▸ **Source data**

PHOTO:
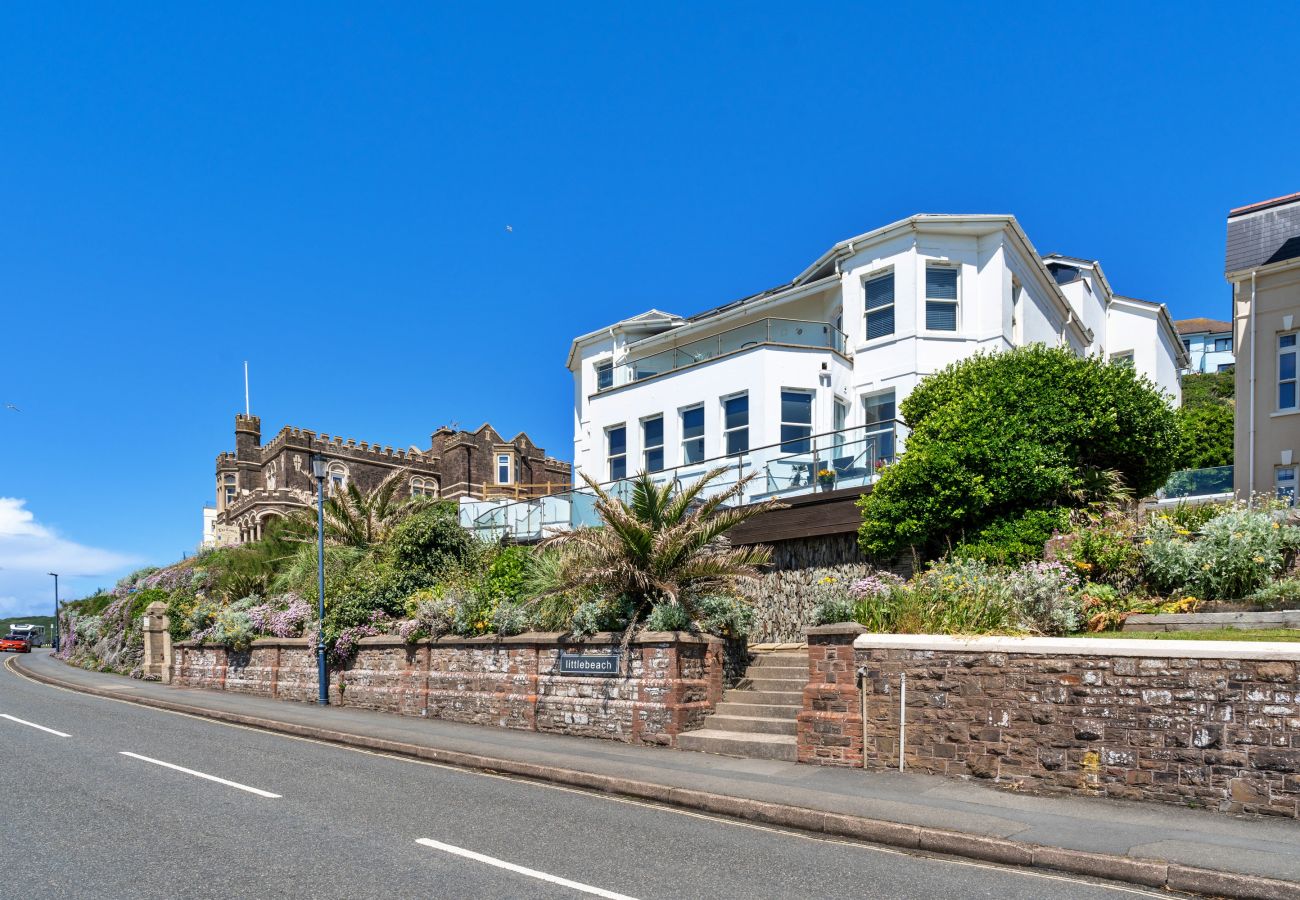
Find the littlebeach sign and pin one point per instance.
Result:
(589, 663)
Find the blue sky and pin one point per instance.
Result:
(324, 190)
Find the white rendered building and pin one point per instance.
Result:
(800, 384)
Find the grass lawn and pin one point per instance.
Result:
(1214, 635)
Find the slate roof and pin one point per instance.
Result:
(1264, 233)
(1201, 325)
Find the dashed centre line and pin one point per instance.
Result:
(33, 725)
(521, 870)
(199, 774)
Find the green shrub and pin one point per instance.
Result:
(995, 436)
(1105, 553)
(1283, 593)
(430, 542)
(1047, 597)
(1205, 435)
(506, 578)
(1015, 540)
(1233, 555)
(668, 617)
(833, 610)
(724, 617)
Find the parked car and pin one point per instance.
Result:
(14, 644)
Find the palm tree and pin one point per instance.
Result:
(359, 519)
(664, 544)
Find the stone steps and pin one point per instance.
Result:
(753, 725)
(729, 743)
(763, 684)
(757, 719)
(761, 710)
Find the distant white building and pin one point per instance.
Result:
(1208, 344)
(801, 384)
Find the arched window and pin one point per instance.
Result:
(336, 477)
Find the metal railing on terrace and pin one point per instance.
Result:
(781, 332)
(849, 458)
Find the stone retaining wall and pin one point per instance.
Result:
(671, 683)
(1209, 723)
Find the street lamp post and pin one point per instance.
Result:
(319, 472)
(55, 643)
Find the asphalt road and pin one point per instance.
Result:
(297, 818)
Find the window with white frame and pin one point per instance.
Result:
(879, 425)
(1286, 372)
(796, 420)
(693, 435)
(736, 424)
(616, 451)
(336, 477)
(1285, 484)
(880, 306)
(940, 298)
(651, 444)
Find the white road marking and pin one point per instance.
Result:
(199, 774)
(606, 797)
(521, 870)
(33, 725)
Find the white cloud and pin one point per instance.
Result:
(29, 552)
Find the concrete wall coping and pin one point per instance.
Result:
(533, 637)
(1093, 647)
(837, 628)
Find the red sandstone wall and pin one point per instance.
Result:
(510, 683)
(1214, 732)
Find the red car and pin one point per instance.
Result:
(14, 644)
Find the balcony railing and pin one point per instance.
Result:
(849, 458)
(780, 332)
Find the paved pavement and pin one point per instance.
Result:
(347, 822)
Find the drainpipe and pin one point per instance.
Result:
(1255, 364)
(862, 709)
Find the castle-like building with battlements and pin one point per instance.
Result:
(260, 481)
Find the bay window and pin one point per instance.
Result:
(940, 298)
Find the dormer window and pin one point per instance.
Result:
(940, 298)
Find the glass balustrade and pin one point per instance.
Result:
(835, 461)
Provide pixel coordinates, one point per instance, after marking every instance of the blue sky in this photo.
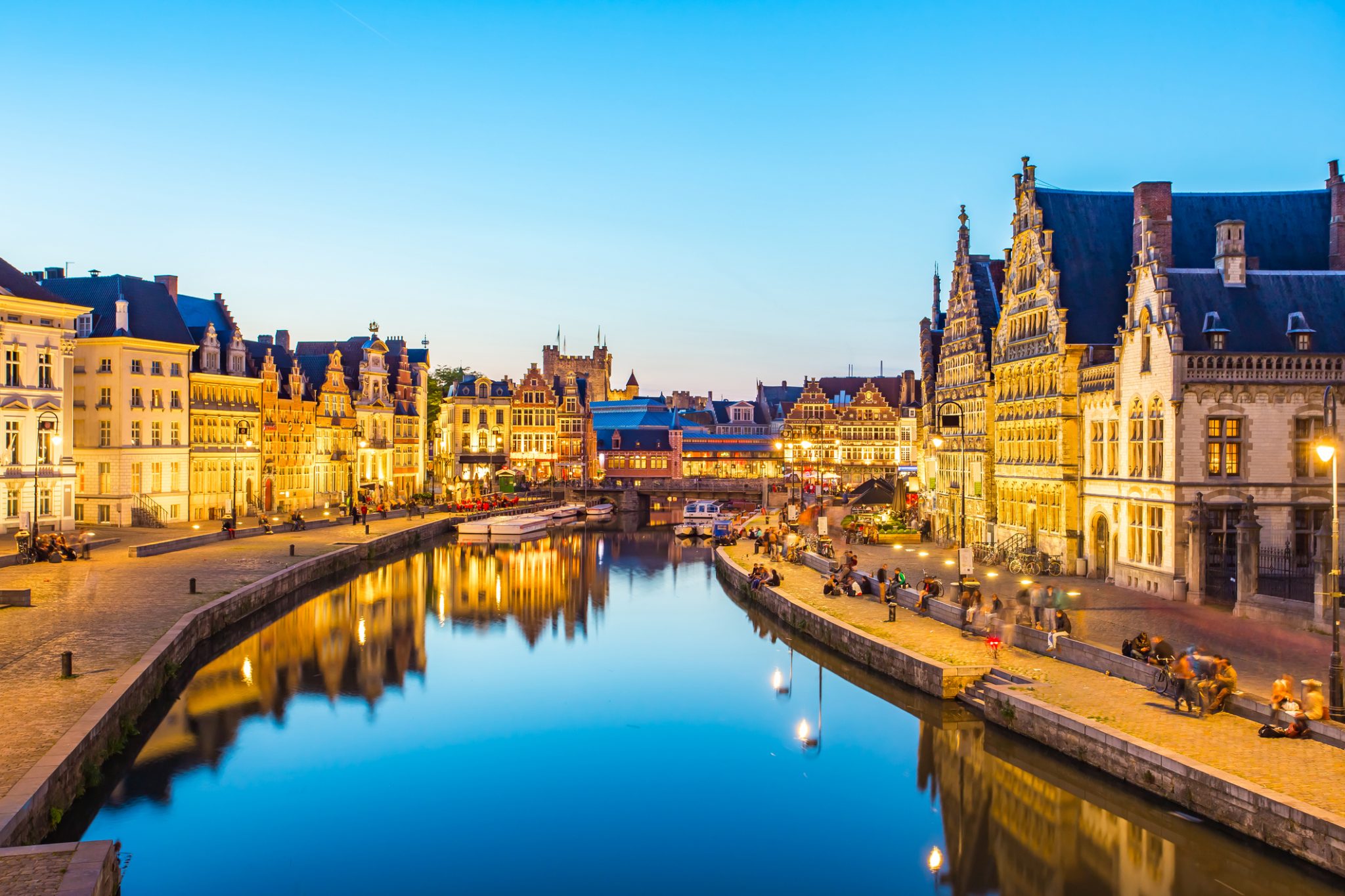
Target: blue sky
(734, 191)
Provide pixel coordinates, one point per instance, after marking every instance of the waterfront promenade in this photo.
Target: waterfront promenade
(110, 610)
(1223, 748)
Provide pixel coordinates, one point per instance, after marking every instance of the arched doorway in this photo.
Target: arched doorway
(1102, 547)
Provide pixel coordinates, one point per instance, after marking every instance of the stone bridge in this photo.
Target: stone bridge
(635, 499)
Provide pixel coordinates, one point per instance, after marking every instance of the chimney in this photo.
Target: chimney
(1231, 251)
(1155, 198)
(171, 282)
(1336, 258)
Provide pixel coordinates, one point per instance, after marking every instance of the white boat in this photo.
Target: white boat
(567, 512)
(703, 515)
(522, 524)
(477, 527)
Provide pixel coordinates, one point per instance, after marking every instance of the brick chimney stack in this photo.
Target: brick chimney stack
(1337, 227)
(1155, 198)
(1231, 251)
(170, 281)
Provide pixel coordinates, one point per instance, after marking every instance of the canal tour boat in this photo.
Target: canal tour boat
(698, 517)
(477, 527)
(525, 524)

▸ **Exercise details**
Rewrite all the entries above with every "white boat" changed to "white vessel" and nothing else altered, and leave out the pictures.

▸ **Exercise answer**
PHOTO:
Find the littlebeach sign and pin one point per instance.
Result:
(589, 663)
Find the blue sky and pin one point per instance.
Result:
(324, 190)
Find the white rendered building and pin one point per instance.
Result:
(800, 384)
Find the grass lawn and pin one point per instance.
Result:
(1214, 635)
Find the slate roof and pin one point per instance.
Result:
(1264, 233)
(1201, 325)
Find the dashed centre line and pin one point per instance.
Result:
(33, 725)
(521, 870)
(199, 774)
Find the green shrub and pin one point per instance.
Result:
(995, 436)
(1105, 553)
(1283, 593)
(430, 542)
(1047, 597)
(1205, 435)
(506, 578)
(1015, 540)
(1233, 555)
(668, 617)
(833, 610)
(724, 617)
Find the parked car and pin one point per instance.
Result:
(14, 644)
Find the palm tree and pin one point per instance.
Result:
(359, 519)
(664, 544)
Find the stone steps and pin one point per instance.
Result:
(753, 725)
(729, 743)
(763, 684)
(757, 719)
(761, 710)
Find the distant white building and pin one point per instance.
Result:
(1208, 344)
(801, 384)
Find the arched window and pin one point per instance.
Result:
(336, 477)
Find the metal railing on terrace and pin one point per instance.
Result:
(781, 332)
(849, 458)
Find the stone retaining wall and pin one point per instance.
Result:
(671, 683)
(1209, 723)
Find the street lamp post and pin one point per instance.
Result:
(319, 472)
(55, 643)
Find the asphalt road and pin one point per instance.
Result:
(297, 818)
Find the window with white frame and pin one point per instance.
Result:
(879, 425)
(1286, 372)
(796, 420)
(693, 435)
(736, 424)
(616, 451)
(336, 477)
(1285, 484)
(880, 306)
(940, 298)
(651, 444)
Find the white road marking and pin one point per instance.
Result:
(199, 774)
(606, 797)
(521, 870)
(33, 725)
Find the white cloud and pin one point per instance.
Result:
(29, 552)
Find the concrete wall coping and pin one point per instance.
Result:
(533, 637)
(1093, 647)
(837, 628)
Find the red sandstone wall and pin one point per instance.
Result:
(510, 683)
(1214, 732)
Find the red car and pin one point per instance.
Result:
(14, 644)
Find the balcony railing and pin one point per instance.
Result:
(849, 458)
(780, 332)
Find the paved pavement and pin one point per instance.
Result:
(347, 822)
Find the drainpipe and pin one point per instance.
Result:
(1255, 364)
(862, 709)
Find the castle-like building with battlements and pin one point per instance.
Result:
(260, 481)
Find the bay window and pin one point per instance.
Result:
(940, 298)
Find the dormer window and pin one point per instance.
Result:
(940, 298)
Find the glass balustrade and pin one point per instance.
Result:
(835, 461)
Provide pixel coordinates, one point per instance, after marking every instance of the blue sky in this photo.
Target: blue sky
(734, 191)
Provide pixel coordinates, one point per instance, after marking every instance of the waterfront promenade in this photo.
Target: waterfront promenade
(110, 610)
(1223, 748)
Provide pixel coordinates, one point per instance, after marking every instance of the arched doorway in this photo.
Target: arched doorway
(1102, 547)
Provide pixel coordinates, one point per instance, after marking every instance of the stone bridge in this photo.
Target: stone bridge
(635, 499)
Provide pixel coordinates, one point per instance, after marking every instance of the chimney in this photo.
Target: chimney
(1231, 251)
(1155, 198)
(171, 282)
(1336, 258)
Provide pixel coordinates, one point per instance, after marking every instance of the white vessel in this photo.
Target: white vessel
(567, 512)
(703, 515)
(522, 524)
(477, 527)
Provide pixel coordinates, one point per instance, after marking every instance of the brick chimney stack in this photo.
Target: brick chimney stack
(1337, 227)
(1155, 198)
(1231, 251)
(170, 281)
Provide pixel coordinates, one point per instance, after marking every instance of the canal tour boat in this photo.
Target: canal tour boat
(698, 517)
(477, 527)
(525, 524)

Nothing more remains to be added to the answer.